- _INFORMATION SUPPLIED_
════
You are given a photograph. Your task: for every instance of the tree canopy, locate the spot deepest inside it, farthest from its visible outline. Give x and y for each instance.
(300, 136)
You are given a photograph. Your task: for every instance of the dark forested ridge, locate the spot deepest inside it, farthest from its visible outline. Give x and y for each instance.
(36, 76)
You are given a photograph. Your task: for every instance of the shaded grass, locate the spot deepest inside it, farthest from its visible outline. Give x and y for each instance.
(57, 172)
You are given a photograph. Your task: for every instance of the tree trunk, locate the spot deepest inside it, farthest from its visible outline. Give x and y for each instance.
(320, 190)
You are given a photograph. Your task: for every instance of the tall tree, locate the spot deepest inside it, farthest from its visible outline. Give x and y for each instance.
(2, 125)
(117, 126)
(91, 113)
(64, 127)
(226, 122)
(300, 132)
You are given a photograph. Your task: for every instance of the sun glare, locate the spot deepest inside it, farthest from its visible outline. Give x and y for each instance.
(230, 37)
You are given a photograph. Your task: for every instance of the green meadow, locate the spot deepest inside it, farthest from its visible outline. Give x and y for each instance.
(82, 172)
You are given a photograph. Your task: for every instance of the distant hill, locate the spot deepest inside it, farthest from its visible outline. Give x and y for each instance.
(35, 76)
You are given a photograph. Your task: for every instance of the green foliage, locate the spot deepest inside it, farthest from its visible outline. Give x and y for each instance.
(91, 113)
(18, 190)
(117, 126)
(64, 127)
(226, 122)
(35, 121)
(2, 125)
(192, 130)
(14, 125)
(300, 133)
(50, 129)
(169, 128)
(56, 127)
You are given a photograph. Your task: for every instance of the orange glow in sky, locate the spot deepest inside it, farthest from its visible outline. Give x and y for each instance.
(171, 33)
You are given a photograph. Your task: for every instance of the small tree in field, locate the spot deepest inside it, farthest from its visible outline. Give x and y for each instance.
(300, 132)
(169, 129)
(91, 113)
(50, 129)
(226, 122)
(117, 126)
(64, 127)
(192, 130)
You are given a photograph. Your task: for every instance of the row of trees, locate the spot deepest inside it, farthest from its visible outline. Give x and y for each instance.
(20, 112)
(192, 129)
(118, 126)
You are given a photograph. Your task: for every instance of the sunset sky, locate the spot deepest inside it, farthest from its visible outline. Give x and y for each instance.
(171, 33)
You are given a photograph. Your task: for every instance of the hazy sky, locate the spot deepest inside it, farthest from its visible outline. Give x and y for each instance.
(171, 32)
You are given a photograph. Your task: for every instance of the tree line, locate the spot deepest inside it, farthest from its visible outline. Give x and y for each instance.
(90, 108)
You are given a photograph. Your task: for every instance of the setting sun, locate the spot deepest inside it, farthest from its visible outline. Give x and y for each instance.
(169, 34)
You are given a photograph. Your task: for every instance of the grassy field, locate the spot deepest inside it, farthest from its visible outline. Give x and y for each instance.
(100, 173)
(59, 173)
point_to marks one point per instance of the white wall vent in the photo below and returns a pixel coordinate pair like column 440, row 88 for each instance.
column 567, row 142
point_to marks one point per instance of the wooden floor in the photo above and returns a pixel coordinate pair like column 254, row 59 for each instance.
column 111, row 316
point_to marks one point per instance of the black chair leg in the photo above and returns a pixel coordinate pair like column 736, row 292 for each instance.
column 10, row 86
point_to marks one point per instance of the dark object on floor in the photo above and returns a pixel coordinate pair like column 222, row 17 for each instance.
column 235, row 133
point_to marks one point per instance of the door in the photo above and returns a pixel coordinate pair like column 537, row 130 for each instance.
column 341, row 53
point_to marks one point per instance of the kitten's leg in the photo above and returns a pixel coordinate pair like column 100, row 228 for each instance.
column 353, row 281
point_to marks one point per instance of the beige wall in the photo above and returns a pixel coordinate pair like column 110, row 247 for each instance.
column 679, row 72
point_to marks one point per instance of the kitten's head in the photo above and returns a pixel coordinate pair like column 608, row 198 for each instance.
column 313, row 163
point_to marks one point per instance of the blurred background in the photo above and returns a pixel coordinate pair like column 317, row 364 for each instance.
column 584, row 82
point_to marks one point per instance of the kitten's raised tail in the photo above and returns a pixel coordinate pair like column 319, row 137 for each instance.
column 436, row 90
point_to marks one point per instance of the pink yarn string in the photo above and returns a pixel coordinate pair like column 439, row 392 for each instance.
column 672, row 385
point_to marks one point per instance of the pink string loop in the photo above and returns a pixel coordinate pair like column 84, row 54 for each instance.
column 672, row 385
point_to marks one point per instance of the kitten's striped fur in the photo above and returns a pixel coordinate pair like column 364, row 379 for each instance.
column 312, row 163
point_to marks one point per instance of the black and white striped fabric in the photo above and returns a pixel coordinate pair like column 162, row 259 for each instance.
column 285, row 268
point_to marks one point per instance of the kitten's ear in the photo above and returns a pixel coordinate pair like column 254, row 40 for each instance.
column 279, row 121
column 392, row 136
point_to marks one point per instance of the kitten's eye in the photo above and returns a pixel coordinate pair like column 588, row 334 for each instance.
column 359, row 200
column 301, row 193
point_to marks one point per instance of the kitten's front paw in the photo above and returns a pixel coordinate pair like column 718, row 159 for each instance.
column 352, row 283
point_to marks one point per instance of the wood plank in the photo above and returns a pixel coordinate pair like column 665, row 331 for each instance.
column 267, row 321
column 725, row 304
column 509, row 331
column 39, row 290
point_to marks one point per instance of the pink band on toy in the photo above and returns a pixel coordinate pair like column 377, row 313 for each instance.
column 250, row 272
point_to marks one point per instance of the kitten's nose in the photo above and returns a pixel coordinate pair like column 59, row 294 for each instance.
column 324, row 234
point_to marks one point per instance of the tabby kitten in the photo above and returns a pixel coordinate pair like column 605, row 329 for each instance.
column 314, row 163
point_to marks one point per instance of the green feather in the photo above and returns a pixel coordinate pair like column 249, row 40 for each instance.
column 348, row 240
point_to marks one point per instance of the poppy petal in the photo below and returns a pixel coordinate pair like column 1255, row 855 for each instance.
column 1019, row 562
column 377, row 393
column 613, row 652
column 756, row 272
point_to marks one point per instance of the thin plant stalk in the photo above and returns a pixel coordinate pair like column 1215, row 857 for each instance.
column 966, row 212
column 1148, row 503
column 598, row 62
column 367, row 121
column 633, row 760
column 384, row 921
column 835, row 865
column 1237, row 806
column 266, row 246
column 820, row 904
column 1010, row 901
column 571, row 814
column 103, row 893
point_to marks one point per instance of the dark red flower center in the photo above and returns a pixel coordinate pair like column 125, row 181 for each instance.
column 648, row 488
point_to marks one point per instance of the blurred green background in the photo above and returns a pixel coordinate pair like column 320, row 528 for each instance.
════
- _WRITTEN EXERCISE_
Reproduce all of the items above word for word, changing nothing.

- _TASK RESPONSE_
You are given a photograph. Your task: for every instance of the tree canopy, locate the spot deepest inside it, farthest from its visible outline. Give x and y for each instance.
(300, 136)
You are given a photograph. Your task: for every instance of the dark forested ridge, locate the spot deepest inside it, farthest from its visible outline. Give x and y for each instance.
(36, 76)
You are given a photograph. Your task: for every instance of the shaded grass, locate the spot deepest inside it, farthest from its visible outline. Give x and y for each instance.
(57, 172)
You are given a photograph. Your task: for every instance of the tree trunk, locate the spot deepest inside it, farthest from its visible outline. Give x and y for each instance.
(320, 190)
You are given a photograph. Your task: for every instance of the tall tree, locate the spot deepest inside it, farthest from its visible outline. Give x and y for each instance.
(2, 125)
(117, 126)
(91, 113)
(64, 127)
(226, 122)
(300, 132)
You are given a photograph. Your task: for every instance of the sun glare, locate the spot deepest inside it, farthest from its visible outline. Give x and y for each instance.
(230, 37)
You are given a photograph. Your task: for every instance of the green meadow, locate the spot deepest inside it, farthest from its visible outline. Give x and y for each instance.
(82, 172)
You are given a photograph. Your task: for every instance of the distant hill, locate the spot deepest inside it, farthest from its visible outline. Give x and y for each instance.
(35, 76)
You are given a photograph. Your task: for every instance of the green foliage, locate the spot deepest inside it, farthest from its visible outline. Give x and y for each instance.
(91, 113)
(18, 190)
(117, 126)
(64, 127)
(226, 122)
(35, 121)
(2, 125)
(192, 130)
(14, 125)
(300, 133)
(50, 129)
(169, 128)
(56, 127)
You are given a photograph. Your task: for every instance of the orange glow in sky, locate the spot deepest inside it, farthest from its visible outline. Give x and y for each instance.
(171, 33)
You are given a photograph. Your task: for every instance of the small tree in field, locate the spot deepest inside it, farthest from its visible outline. Give x and y for each instance.
(300, 132)
(169, 129)
(91, 113)
(50, 129)
(226, 122)
(117, 126)
(64, 127)
(192, 130)
You are given a photograph. Your task: for every instance of the row of trees, locate the spot deepest inside it, farthest from its visible outline. Give x and y for each instance.
(20, 112)
(192, 129)
(118, 126)
You are given a photograph. Your task: for every instance of the sunset sky, locate the spot deepest inside it, farthest from its visible outline. Give x and y for each instance.
(171, 33)
You are given a photograph. Your task: for every instance of the hazy sky, locate the spot deepest inside it, farthest from its visible outline. Give x and y for each instance.
(171, 32)
You are given a photograph. Your task: for every instance of the tree line, locate the spot deepest inside it, farthest from its visible outline. Give x and y for each instance.
(90, 108)
You are given a photograph. Your task: for every instance of the setting sun, locate the spot deepest inside it, farthest from its visible outline. Give x and y for each instance.
(169, 34)
You are given a photograph. Your task: for every instance of the grassy field, locate the spot deepest inside it, farthest from its visible outline. Give x and y for each instance.
(100, 173)
(59, 173)
point_to marks one point per instance of the white wall vent in the photo below and returns a pixel coordinate pair like column 440, row 88 for each instance.
column 567, row 142
point_to marks one point per instance of the wooden floor in the photo above and returns a pixel coordinate pair like column 254, row 59 for each instance.
column 111, row 316
point_to marks one point per instance of the black chair leg in the photo above and returns a pixel coordinate pair like column 736, row 292 for each instance.
column 10, row 86
point_to marks one point per instance of the dark object on floor in the photo above and returns a pixel coordinate pair like column 222, row 17 for each instance.
column 235, row 133
point_to marks one point per instance of the door in the photo above and returns a pixel coordinate pair like column 537, row 130 for each instance.
column 341, row 53
point_to marks one point per instance of the kitten's leg in the photo above and returns a pixel coordinate pair like column 100, row 228 for each instance.
column 353, row 281
point_to marks one point per instance of the beige wall in the photo above and returns a pixel coordinate pair like column 110, row 247 for each instance.
column 679, row 72
point_to marks one point per instance of the kitten's head in the photo above and returns a pixel coordinate pair like column 608, row 198 for each instance.
column 313, row 163
point_to marks one point per instance of the blurred background in the photo above and returns a pixel coordinate pair like column 317, row 364 for each instance.
column 584, row 82
point_to marks one point per instance of the kitten's raised tail in the photo above and returns a pixel coordinate pair like column 319, row 137 for each instance.
column 436, row 90
point_to marks one point per instance of the pink yarn string in the photo above and returns a pixel coordinate pair like column 439, row 392 for each instance.
column 672, row 385
point_to marks one point per instance of the pink string loop in the photo above and returns a pixel coordinate pair like column 84, row 54 for each instance.
column 672, row 385
point_to marks one point per instance of the kitten's striped fur in the photo above and returns a pixel coordinate pair like column 364, row 379 for each instance.
column 312, row 163
point_to marks one point per instance of the black and white striped fabric in the photo above and returns a pixel coordinate pair like column 162, row 259 for each instance.
column 285, row 268
point_to marks one point per instance of the kitten's ear in the photo above and returns a pixel coordinate pair like column 254, row 40 for each instance.
column 279, row 121
column 392, row 136
point_to marks one point per instance of the kitten's eye in the photo above and returns a pixel coordinate pair like column 588, row 334 for each instance.
column 359, row 200
column 301, row 193
point_to marks one point per instance of the kitten's front paw in the photo above and returns a pixel coordinate pair like column 718, row 159 for each instance.
column 352, row 283
point_to marks one point per instance of the wood plank in the photo above and returns a pixel coordinate pair like column 665, row 331 for each instance.
column 267, row 321
column 725, row 304
column 509, row 331
column 39, row 290
point_to marks one point per instance of the pink band on toy in the photo above and returns a pixel coordinate pair like column 377, row 313 for each instance.
column 250, row 272
point_to marks one point per instance of the kitten's nose in the photo above and returns a pixel coordinate pair like column 59, row 294 for each instance.
column 324, row 234
point_to marks one point per instance of the tabby kitten in the photo above and returns a pixel coordinate pair like column 605, row 329 for each instance.
column 314, row 163
point_to marks one point per instance of the green feather in the photo above and returns a pixel coordinate pair like column 249, row 40 for each instance.
column 348, row 240
point_to marks one point per instance of the poppy petal in the photo below and returns a pixel coordinate pair like column 1255, row 855 for each instance.
column 1019, row 562
column 377, row 393
column 613, row 652
column 756, row 272
point_to marks one point per instance of the thin plant stalk in the photo above and returns a pixel coordinate pair like column 1215, row 857 for each instance.
column 966, row 212
column 1148, row 503
column 598, row 62
column 367, row 121
column 633, row 760
column 384, row 921
column 835, row 865
column 1237, row 806
column 266, row 246
column 820, row 904
column 1010, row 901
column 571, row 814
column 103, row 893
point_to marks one point per instance of the dark red flower center in the photo above and returns a pixel coordinate pair like column 125, row 181 for each instance.
column 648, row 488
point_to marks one point per instance of the blurred green background in the photo above and returns a pixel coordinate pair like column 320, row 528 for each instance.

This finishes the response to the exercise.